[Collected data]
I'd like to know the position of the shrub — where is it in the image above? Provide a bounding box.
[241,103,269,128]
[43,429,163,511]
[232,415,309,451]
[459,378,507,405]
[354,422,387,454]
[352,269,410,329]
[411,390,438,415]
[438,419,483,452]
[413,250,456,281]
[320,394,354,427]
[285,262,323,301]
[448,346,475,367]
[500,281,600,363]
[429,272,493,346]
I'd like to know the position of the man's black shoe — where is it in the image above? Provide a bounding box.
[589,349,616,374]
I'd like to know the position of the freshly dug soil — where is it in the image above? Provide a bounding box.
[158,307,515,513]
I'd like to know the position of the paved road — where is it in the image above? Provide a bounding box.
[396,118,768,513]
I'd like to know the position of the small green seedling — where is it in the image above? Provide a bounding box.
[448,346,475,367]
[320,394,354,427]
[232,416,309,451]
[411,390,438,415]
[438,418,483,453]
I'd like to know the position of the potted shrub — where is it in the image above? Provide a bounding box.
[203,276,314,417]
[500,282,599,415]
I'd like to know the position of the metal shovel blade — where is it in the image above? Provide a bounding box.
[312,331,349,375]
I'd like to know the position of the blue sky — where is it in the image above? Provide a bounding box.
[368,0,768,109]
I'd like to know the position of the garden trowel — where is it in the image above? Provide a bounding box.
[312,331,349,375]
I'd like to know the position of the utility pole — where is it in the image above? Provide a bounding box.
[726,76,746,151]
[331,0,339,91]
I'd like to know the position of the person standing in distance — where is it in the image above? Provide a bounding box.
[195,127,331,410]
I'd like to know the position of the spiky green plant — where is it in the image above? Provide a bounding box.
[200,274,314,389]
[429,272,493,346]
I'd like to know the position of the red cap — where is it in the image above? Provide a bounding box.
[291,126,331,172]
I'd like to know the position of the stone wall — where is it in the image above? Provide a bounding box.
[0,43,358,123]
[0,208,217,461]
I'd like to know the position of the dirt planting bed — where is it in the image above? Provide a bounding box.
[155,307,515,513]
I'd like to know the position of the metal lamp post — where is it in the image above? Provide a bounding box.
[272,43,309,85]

Directions for this task: Render the lines above as a two-column CSV with the headers input and output. Give one row for each line asking for a position: put its wording in input and the lines after it, up to the next such line, in output, with each field quoted and line breaks turned into spaces.

Solution for this problem:
input,output
"I'd like to know the position of the shrub — where is it in the image above? Provide a bounding box.","[241,103,269,128] [43,429,163,511] [232,415,309,451] [459,378,507,405] [354,422,387,454] [352,269,410,329] [411,390,438,415] [438,419,483,452] [413,250,456,281] [320,394,354,427] [285,262,323,301] [448,346,475,367] [500,281,600,363] [429,272,493,346]"
"I'd like to know the position of the man's black shoe — where is it in the image above? Provide a bounding box.","[589,349,616,374]"
"I'd like to know the position of the freshly dug soil — where is it in the image above? Provide a bounding box.","[158,307,515,513]"
"I'd like to know the position of the paved road — where is it in the image above? Provide a bounding box.","[396,118,768,513]"
"I'd like to know the position of the small green seedling — where is it in the image above? Provide a bounding box.","[448,346,475,367] [320,394,354,427] [232,416,309,451] [411,390,438,415] [438,418,483,453]"
"I'd like to know the position of the potted shrub — where is it in the image above? Provide a bounding box.","[203,276,314,417] [500,282,599,415]"
"I'd like to know the position of the metal shovel blade — where is it in the image above? Provide a bounding box.","[312,331,349,375]"
"I'd like to know the position of the blue sky — where is it in the image above? Provide a bounding box.","[368,0,768,109]"
"I'd like to know the position of the garden trowel — where is it in the image above? Provide a bounding box.","[312,331,349,375]"
"I'd like to know the position of the utility pole — where is it in the image above? Provide a bounding box.","[726,76,746,151] [331,0,339,91]"
"I'd like to know the position of the person standing in distance — where is it in the image above? Provide a bounding box.","[195,127,331,410]"
"I'd like to know the position of the spiky green plant — where is it in the image above? Provide a bounding box.","[200,274,314,389] [429,272,493,346]"
"I'd like to know the position of the red cap — where is it in the image above? Provide a bounding box.","[291,126,331,172]"
"I'd like to know the position of the stone wall — where is it in the image above? Provide a bounding box.","[0,43,358,123] [0,208,217,461]"
"I'd like to know the position of the dirt planting bed — where is it in the image above? Provide a bounding box.","[155,307,515,513]"
"I'd like to know the position of the metal lamp post — where is it in the image above? Provide a bounding box.","[272,43,309,85]"